### Source text
^^^^

MAXXI is organising an international conference on education to built spaces dedicated to architecture students and architects, teachers of any kind and level, museum educators and professionals in the field of culture and education.
 
MAXXI’s Education Department has garnered a lot of experience in the field of education to architecture, starting from the construction of the extraordinary building by Zaha Hadid, thanks to activities and experimental projects conducted on museum spaces as well as modern and contemporary architecture, with the aim of rendering the language of architecture familiar to non-specialised audiences.
 
The conference aims at providing an overview of the best international practices in the field of education to architecture in order to understand the architectural landscape around us, raise awareness about the spaces of everyday life and contribute to the active definition of their qualitative and relational traits.
 
By enabling a direct interaction with the professionals who have created innovative projects for different audiences, thereby providing examples from which to draw inspiration, the conference provides an opportunity to discuss educational approaches, planning methodologies and practical instruments in order to “help understand the spatial essence of architecture, for everyone to be able to see the environments in which they spend most of their existence”.


 
 
Sistema Lupo

Nowadays, Sistema Lupo is an open project that encompasses a set of professionals interested in the binomial of architecture and education. In 2008, Sistema Lupo embarked on a journey in the Fundación Luis Seoane that would unite us passionately to play, construction, projects and the dynamics of working together.

^^^^

### Data extract

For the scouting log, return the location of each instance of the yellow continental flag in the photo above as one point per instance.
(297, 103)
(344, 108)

^^^^

### Written tasks
(1) In the MAXXI conference text, whose building marks the start of the Education Department's experience in education to architecture?
(2) List every group of people that the MAXXI conference text says the conference is dedicated to.
(3) Pick up the MAXXI conference text after its last sentence and write the next few sentences.

### Per-task answers
(1) The building by Zaha Hadid.

(2) Architecture students; architects; teachers of any kind and level; museum educators; professionals in the field of culture and education.

(3)
The proposed methodology is based on a close relationship between theory and practice and draws upon the investigation into active pedagogies and collaborative working. It starts from the assumption of creating dynamics in continuity, namely by setting up courses of several sessions that allow to focus on different subject matters. The themes are completely transdisciplinar, in such a way that starting from the different scales of architecture, a symbiosis between history, art, geometry, science, music, mathematics or language is established. Under the name of Nenoarquitectura, each year the courses are organised into three trimesters of ten sessions each, with groups of children of 4 to 13 years old. They follow a program that is flexible both when it comes to the content as to the physical distribution, since in much of the sessions the groups are mixed – which strengthens the interaction between generations.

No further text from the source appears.